* [MATERIAL FOR THIS EXERCISE]

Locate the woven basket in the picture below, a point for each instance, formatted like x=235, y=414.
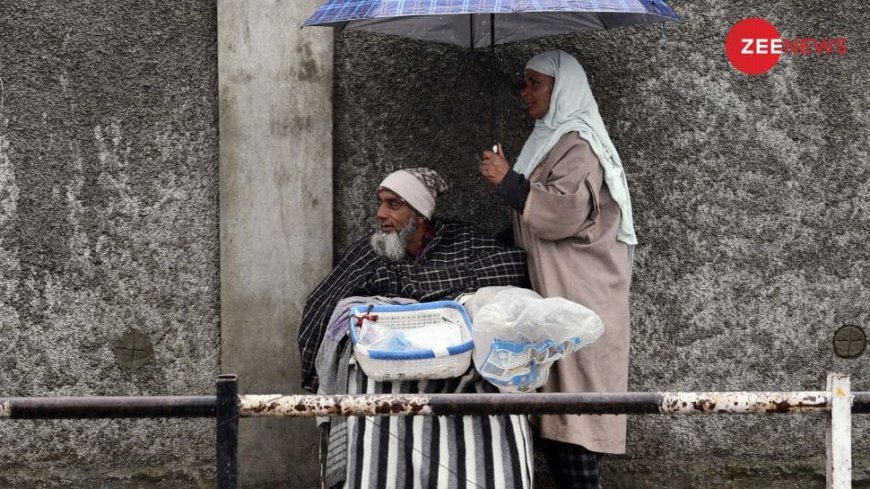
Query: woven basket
x=445, y=363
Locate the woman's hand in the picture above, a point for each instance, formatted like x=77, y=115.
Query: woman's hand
x=494, y=166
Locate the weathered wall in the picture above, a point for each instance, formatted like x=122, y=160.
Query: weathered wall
x=750, y=196
x=275, y=86
x=108, y=223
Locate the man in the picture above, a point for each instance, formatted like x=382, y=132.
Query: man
x=413, y=256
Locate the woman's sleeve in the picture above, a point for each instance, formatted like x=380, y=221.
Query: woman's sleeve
x=563, y=201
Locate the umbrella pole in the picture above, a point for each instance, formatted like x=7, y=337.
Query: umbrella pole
x=492, y=127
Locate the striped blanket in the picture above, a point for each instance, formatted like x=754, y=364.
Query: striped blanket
x=426, y=452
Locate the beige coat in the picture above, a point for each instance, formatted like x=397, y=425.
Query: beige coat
x=568, y=228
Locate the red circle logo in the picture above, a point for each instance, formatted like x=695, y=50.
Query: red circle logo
x=753, y=46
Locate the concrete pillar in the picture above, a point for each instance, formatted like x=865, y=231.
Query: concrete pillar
x=275, y=91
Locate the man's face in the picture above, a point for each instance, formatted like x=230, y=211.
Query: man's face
x=393, y=213
x=536, y=93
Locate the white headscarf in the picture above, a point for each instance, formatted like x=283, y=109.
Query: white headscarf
x=573, y=108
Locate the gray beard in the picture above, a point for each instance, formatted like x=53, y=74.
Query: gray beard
x=393, y=246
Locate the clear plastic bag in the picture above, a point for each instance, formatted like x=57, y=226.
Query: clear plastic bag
x=518, y=335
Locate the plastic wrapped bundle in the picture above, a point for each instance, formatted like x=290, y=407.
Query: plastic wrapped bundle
x=518, y=335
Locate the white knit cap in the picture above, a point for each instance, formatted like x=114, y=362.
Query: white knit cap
x=417, y=186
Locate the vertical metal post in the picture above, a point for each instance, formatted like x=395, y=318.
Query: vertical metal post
x=493, y=124
x=839, y=434
x=227, y=427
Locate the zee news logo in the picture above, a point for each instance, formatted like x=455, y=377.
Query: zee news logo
x=754, y=46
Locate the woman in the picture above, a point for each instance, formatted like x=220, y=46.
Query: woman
x=573, y=218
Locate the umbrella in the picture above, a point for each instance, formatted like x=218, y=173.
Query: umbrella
x=482, y=23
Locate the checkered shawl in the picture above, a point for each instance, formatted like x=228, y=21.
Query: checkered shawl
x=459, y=258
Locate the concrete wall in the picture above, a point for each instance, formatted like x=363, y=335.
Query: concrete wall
x=108, y=234
x=276, y=216
x=750, y=196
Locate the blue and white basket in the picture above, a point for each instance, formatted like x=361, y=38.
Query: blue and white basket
x=445, y=363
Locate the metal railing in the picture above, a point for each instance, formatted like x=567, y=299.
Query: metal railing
x=838, y=403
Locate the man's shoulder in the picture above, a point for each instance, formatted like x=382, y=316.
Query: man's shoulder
x=460, y=231
x=449, y=226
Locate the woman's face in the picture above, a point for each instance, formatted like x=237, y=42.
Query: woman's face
x=537, y=89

* [PROBLEM DESCRIPTION]
Give back every record above word for word, dropping pictures.

* [FINAL ANSWER]
Locate the woven basket in the picture below, a point for each instance, formatted like x=235, y=414.
Query: woven basket
x=445, y=363
Locate the woman's hand in the picture above, a point for each instance, formatted like x=77, y=115.
Query: woman's hand
x=494, y=166
Locate the weathered wall in the picture above, a point for each instance, formatted like x=122, y=160.
Query: weathered wall
x=750, y=196
x=275, y=86
x=108, y=223
Locate the man in the picture above, a point for each instance, formatted like x=382, y=132.
Query: man
x=413, y=256
Locate the woman's sleeve in the picture above, a point for each instance, formatted like x=380, y=221.
Query: woman's sleeve
x=563, y=201
Locate the umbrella pole in the picture above, a point for each instance, formatted like x=7, y=337.
Query: umbrella pole
x=492, y=127
Locate the striped blanket in the picture above, a point for each instance, formatted like x=754, y=364.
Query: striped blanket
x=426, y=452
Locate the beige coat in the picture above, a point for each instance, formatted like x=397, y=425.
Query: beige coat
x=568, y=228
Locate the red circle logo in the picture above, a point for each instance, formatted like x=695, y=50.
Query: red circle logo
x=753, y=46
Locate the concrete pillar in the picture above, a point for each instance, formatted like x=865, y=231.
Query: concrete pillar
x=275, y=91
Locate the man's face in the picture above, a point for each instance, formatted like x=230, y=211.
Query: man's face
x=393, y=213
x=536, y=93
Locate the white headscarf in the picture above, a point for each instance, formatted like x=283, y=109.
Query: white headscarf
x=573, y=108
Locate the gray beard in the picture above, a point for each instance, formatted like x=53, y=74.
Query: gray beard
x=393, y=246
Locate the clear plastic bag in the picture above, a point for each instance, formatted like x=57, y=226.
Query: clear plastic bag
x=518, y=335
Locate the plastic wrapped bundle in the picture above, a point for each instance, formatted like x=290, y=407.
Query: plastic wrapped bundle
x=518, y=335
Locate the white knit cap in the picture above, a point for each instance, formatted like x=114, y=362.
Query: white knit cap
x=417, y=186
Locate the vertical metal post in the picture above, a point for each instance, formatted like x=395, y=318.
Query: vertical metal post
x=493, y=124
x=839, y=434
x=227, y=427
Locate the zee news logo in the picture above, a point for each instance, formatted like x=455, y=377.
Query: zee news logo
x=754, y=46
Locate the woman in the picture above, a point for each instance, formatted like x=220, y=46.
Query: woman
x=573, y=218
Locate the umbrella in the picture above, a point for each instance, formatted like x=218, y=173.
Query: umbrella
x=482, y=23
Locate the checkered shawl in the picture above, a point for each instance, formatted like x=228, y=21.
Query: checkered shawl
x=459, y=258
Locate the concrete wall in the picture above, a point for each instance, formatted like x=363, y=335.
Query: concrete wall
x=108, y=234
x=276, y=216
x=750, y=196
Locate the blue and white basket in the picture above, a point for each instance, formatted like x=361, y=38.
Query: blue and white basket
x=445, y=363
Locate the metal railing in the picture above, a point for each instance, formatted like x=567, y=299.
Query: metal railing
x=838, y=403
Locate the man's shoulder in the picture above, a point for each instance, formatted like x=382, y=316.
Query: man's shoulder
x=460, y=231
x=449, y=226
Locate the woman's face in the picture above, a point for each instance, formatted like x=237, y=42.
Query: woman's face
x=537, y=89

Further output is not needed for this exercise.